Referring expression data
==========

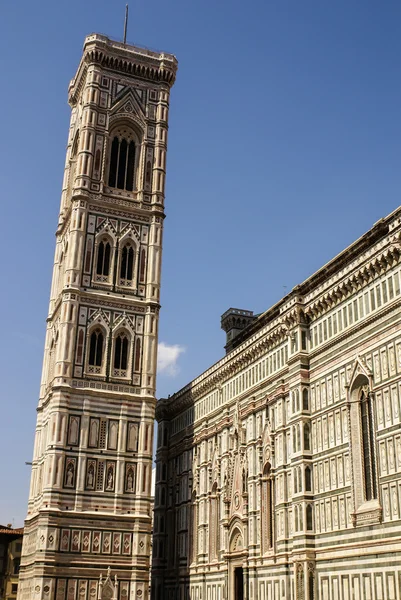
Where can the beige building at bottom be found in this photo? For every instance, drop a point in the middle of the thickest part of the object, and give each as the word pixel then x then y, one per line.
pixel 279 468
pixel 10 559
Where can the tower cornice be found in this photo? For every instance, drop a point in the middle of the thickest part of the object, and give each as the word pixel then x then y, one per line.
pixel 141 63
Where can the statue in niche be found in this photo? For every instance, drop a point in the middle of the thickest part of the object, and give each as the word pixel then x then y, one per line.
pixel 90 480
pixel 73 433
pixel 94 433
pixel 70 475
pixel 110 478
pixel 130 481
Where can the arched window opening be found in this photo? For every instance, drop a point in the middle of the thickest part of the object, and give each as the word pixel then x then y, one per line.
pixel 120 355
pixel 80 346
pixel 193 530
pixel 308 479
pixel 368 447
pixel 74 149
pixel 103 260
pixel 137 354
pixel 122 164
pixel 267 504
pixel 95 351
pixel 306 436
pixel 127 265
pixel 143 264
pixel 214 524
pixel 309 517
pixel 96 167
pixel 305 399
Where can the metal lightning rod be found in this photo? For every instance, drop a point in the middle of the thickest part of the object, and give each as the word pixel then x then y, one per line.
pixel 125 23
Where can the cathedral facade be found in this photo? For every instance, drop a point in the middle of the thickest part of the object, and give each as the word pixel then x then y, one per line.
pixel 87 532
pixel 279 468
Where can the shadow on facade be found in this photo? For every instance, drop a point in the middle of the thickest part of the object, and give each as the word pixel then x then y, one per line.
pixel 174 512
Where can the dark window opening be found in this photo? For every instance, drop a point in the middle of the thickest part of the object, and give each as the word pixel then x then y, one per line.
pixel 127 262
pixel 239 583
pixel 122 164
pixel 103 259
pixel 121 352
pixel 306 436
pixel 368 448
pixel 305 399
pixel 309 517
pixel 96 348
pixel 308 479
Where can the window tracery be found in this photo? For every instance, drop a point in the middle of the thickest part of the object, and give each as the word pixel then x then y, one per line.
pixel 103 260
pixel 96 343
pixel 121 352
pixel 122 160
pixel 267 507
pixel 127 265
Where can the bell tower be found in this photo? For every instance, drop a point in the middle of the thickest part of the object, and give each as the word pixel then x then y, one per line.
pixel 90 499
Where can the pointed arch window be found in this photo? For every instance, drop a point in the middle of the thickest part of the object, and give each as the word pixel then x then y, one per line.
pixel 368 455
pixel 127 265
pixel 122 164
pixel 120 361
pixel 267 506
pixel 96 343
pixel 306 436
pixel 214 524
pixel 103 260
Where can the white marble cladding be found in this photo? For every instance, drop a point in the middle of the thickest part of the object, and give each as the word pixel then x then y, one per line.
pixel 279 468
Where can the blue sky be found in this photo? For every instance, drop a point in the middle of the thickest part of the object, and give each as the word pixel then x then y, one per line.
pixel 284 147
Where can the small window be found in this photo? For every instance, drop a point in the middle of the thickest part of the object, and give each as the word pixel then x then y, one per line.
pixel 122 164
pixel 305 399
pixel 103 259
pixel 309 517
pixel 16 565
pixel 120 354
pixel 308 479
pixel 127 264
pixel 306 436
pixel 96 348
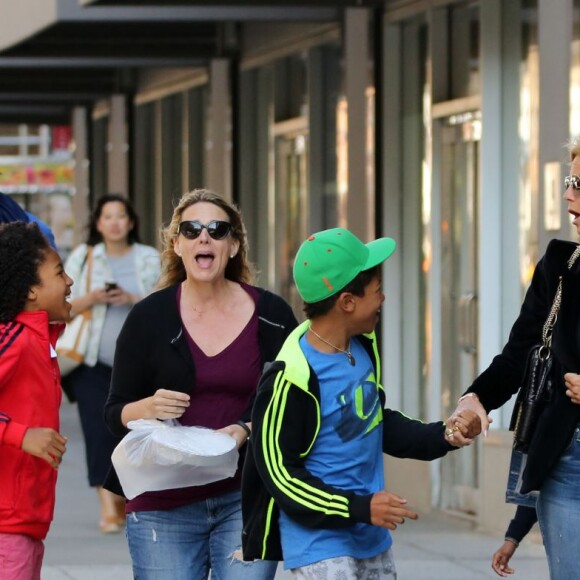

==========

= What you will do =
Write the entries out again exactly as they appear, with the pictures omitted.

= Reply =
Where can the beige building at bottom be found in this photo? For every instance, drop a point in the middle of the thickest part of the object, and give each as the word pixel then x then y, one per line.
pixel 279 468
pixel 10 559
Where can the tower cornice be found in this photo? For every instance, drop a point in the middle of the thickest part of the object, and give each as the word pixel then x then y, one per line.
pixel 141 63
Where can the statue in niche be found in this photo? For every instance, drop a point in the middle of the thickest part of the object, and give each as the word pixel then x then y, one per line.
pixel 90 480
pixel 73 433
pixel 94 433
pixel 70 475
pixel 110 478
pixel 130 481
Where can the arched window opening be found in this photo? For every instance, drop a point in the middle of the thickest part of the object, and give each as the word pixel then x then y, one per line.
pixel 120 355
pixel 80 346
pixel 193 530
pixel 308 479
pixel 368 447
pixel 74 149
pixel 103 260
pixel 137 354
pixel 122 164
pixel 267 504
pixel 95 351
pixel 306 436
pixel 127 265
pixel 143 264
pixel 214 524
pixel 309 517
pixel 96 167
pixel 305 399
Where can the metal lightning rod be found in this photo? For every instance, drop a point in the middle of the thickest part of the object, and give each as the word pixel then x then y, one per line.
pixel 125 23
Where can the cathedral facade be found in this photo? For every instance, drop a point in the middle of the thickest part of the object, and give each as the word pixel then x then y, one per line.
pixel 87 532
pixel 279 468
Where can the shadow on facade be found in this photo? For every instance, drop a point in the middle of the thickest part of the object, and give each as the word pixel then x then y, one per line.
pixel 174 512
Where can the dark window opening be found in this photo? For every instance, drop a point in the middle of the thickest part of the object, and give each as the word pixel then x then y, one per line.
pixel 127 262
pixel 239 583
pixel 122 164
pixel 103 259
pixel 121 352
pixel 306 436
pixel 368 448
pixel 305 399
pixel 309 517
pixel 96 348
pixel 308 479
Where can the window tracery be found in this photo? For every instance, drop a point in the middle of the thickest part of the object, and give each as the word pixel then x then y, one per line.
pixel 103 260
pixel 96 343
pixel 121 352
pixel 122 160
pixel 267 507
pixel 127 265
Where can the bell tower be found in this photo? For every instance, drop a point in the middle of the thickest part of the object, and give each as the word pixel then x then y, one per line.
pixel 90 499
Where can the pointed arch window be found in this photo? For every instance, drop a point in the middle of the thickest part of the object, and give each as the word pixel then x then y, one per line.
pixel 368 455
pixel 127 265
pixel 122 164
pixel 120 361
pixel 267 506
pixel 96 343
pixel 306 436
pixel 214 524
pixel 103 260
Where can the white marble cladding be found in this photo? For every instance, drop a point in the middle of the thickest part of the object, and give each as the word pixel then x then y, one per line.
pixel 279 468
Where can the blue sky be found in this photo? For every instance, drop a point in the middle of the thickest part of the object, and give each as the word pixel then x then y, one per line.
pixel 284 147
Where can the small window be found in this photo? For every instance, drop a point in the middle of the thickest part of the object, and give each as the word pixel then x then y, one per line.
pixel 122 164
pixel 305 399
pixel 103 259
pixel 309 517
pixel 16 565
pixel 120 354
pixel 308 479
pixel 127 264
pixel 306 436
pixel 96 348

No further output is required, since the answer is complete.